# SOURCE DATA
(begin)
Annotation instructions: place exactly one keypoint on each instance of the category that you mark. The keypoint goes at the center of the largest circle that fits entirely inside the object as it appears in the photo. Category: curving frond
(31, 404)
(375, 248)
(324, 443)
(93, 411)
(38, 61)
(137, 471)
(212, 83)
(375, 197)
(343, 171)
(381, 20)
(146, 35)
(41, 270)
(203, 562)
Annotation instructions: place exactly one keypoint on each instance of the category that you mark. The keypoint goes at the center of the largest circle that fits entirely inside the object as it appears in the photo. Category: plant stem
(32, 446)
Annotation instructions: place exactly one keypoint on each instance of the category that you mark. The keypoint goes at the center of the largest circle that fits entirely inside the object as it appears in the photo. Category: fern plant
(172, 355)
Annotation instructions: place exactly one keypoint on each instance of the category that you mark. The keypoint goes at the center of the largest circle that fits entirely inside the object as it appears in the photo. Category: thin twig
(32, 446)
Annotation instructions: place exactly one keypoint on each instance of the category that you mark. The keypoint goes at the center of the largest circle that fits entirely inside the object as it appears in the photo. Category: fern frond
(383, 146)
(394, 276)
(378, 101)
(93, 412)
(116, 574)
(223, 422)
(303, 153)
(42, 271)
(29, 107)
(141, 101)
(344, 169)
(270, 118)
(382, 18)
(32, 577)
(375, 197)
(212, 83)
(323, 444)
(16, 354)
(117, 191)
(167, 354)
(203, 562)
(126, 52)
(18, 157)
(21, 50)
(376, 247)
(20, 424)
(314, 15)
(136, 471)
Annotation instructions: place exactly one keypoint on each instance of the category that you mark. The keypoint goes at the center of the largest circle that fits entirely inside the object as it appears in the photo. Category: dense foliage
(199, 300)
(end)
# PROBLEM DETAILS
Return every line exactly.

# THE ANSWER
Annotation instructions: place exactly one keypoint on each instance of the category that you mark. The keypoint goes at the center of the largest circle that fits entirely inside the object as it appears in the photo. Category: curving frond
(31, 404)
(375, 248)
(324, 443)
(93, 411)
(38, 61)
(137, 471)
(212, 83)
(375, 197)
(343, 171)
(381, 20)
(146, 35)
(41, 270)
(203, 562)
Annotation instructions: place exactly one keypoint on each instance of the category that you mark. The keypoint goes at the center of the largest circle that fits entirely inside the object as it appears in the photo. Category: plant stem
(32, 446)
Annotation instructions: place exactly one keypoint on each instance of the category that you mark. The keypoint goes at the center of the largest circle that fits entirely inside the object as it appears in the photo. Category: fern plant
(172, 355)
Annotation instructions: place exactly one keypoint on each instance of the category that you mark. The keypoint goes at the center of the largest circle that fits entirely inside the object as it appears in the photo. Category: thin twig
(32, 446)
Annotation instructions: place exactly one keypoint on each instance of the category that you mark. The keypoint goes at the center of the largest circle that fits entirely inside the object as it appears in the photo. Category: fern frond
(383, 146)
(394, 276)
(378, 101)
(93, 412)
(116, 574)
(223, 422)
(303, 153)
(42, 271)
(29, 107)
(141, 101)
(344, 169)
(270, 118)
(382, 18)
(32, 577)
(375, 197)
(212, 83)
(323, 444)
(16, 354)
(117, 191)
(167, 354)
(203, 562)
(126, 52)
(18, 157)
(21, 50)
(376, 247)
(20, 424)
(314, 15)
(136, 471)
Annotation instructions: place exactly one keypoint on each instance of the category that you mark. The keypoint goes at the center of the largest circle that fits entirely inside the object as it appears in the photo. Category: dense foliage
(199, 300)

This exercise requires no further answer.